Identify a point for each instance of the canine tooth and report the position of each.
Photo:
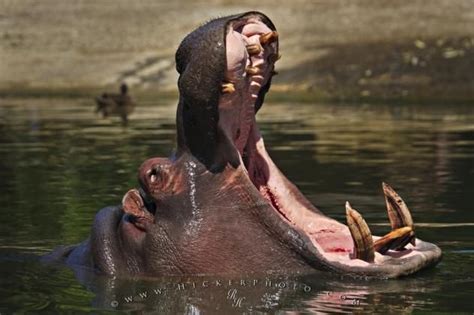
(396, 239)
(274, 58)
(398, 212)
(360, 232)
(269, 37)
(252, 70)
(254, 49)
(228, 88)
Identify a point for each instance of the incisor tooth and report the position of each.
(252, 70)
(269, 37)
(398, 212)
(254, 49)
(360, 232)
(397, 239)
(228, 88)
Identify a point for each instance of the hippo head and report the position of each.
(220, 205)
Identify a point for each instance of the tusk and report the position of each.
(397, 239)
(252, 70)
(254, 49)
(360, 232)
(228, 88)
(268, 38)
(398, 212)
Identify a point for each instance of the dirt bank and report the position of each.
(342, 49)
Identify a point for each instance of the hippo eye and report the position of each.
(154, 173)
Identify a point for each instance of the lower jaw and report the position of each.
(331, 239)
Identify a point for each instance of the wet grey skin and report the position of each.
(220, 205)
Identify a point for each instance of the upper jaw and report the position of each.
(353, 250)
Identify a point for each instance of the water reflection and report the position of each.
(60, 164)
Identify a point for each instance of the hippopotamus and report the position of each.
(219, 204)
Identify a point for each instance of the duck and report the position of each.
(115, 104)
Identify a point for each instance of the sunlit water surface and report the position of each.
(59, 164)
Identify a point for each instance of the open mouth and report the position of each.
(251, 51)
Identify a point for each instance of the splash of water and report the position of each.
(196, 218)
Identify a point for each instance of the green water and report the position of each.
(59, 164)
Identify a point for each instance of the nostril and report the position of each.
(154, 172)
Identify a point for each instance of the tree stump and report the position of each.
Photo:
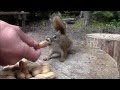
(110, 43)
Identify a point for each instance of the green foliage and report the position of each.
(103, 15)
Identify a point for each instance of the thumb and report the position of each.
(30, 53)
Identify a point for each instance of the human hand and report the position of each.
(15, 45)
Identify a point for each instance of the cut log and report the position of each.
(110, 43)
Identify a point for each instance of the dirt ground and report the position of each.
(83, 64)
(41, 30)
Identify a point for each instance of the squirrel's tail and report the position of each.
(58, 24)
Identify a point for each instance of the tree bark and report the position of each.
(110, 43)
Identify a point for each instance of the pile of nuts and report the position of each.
(25, 69)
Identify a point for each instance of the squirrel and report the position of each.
(59, 42)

◇ ◇ ◇ ◇ ◇

◆ SHORT EXERCISE ◆
Copy out, word for word, every line of the rows from the one containing "Identify a point for each instance of the cut" through the final line of the rows, including both of those lines.

◆ CORRECT RESPONSE ◆
Identify a point for each instance of the cut log and report the position of each.
(110, 43)
Identify a point for each instance of the dirt ground and report the position of each.
(83, 64)
(41, 30)
Identify a point for each instance of the squirrel's tail and report the position of each.
(58, 24)
Identify a point for each instance of the tree bark and report the position of each.
(110, 43)
Identify a point for each instance of the pile of nuts and report the position of each.
(25, 69)
Identify a point for each instance of the squirrel and report the position of each.
(59, 42)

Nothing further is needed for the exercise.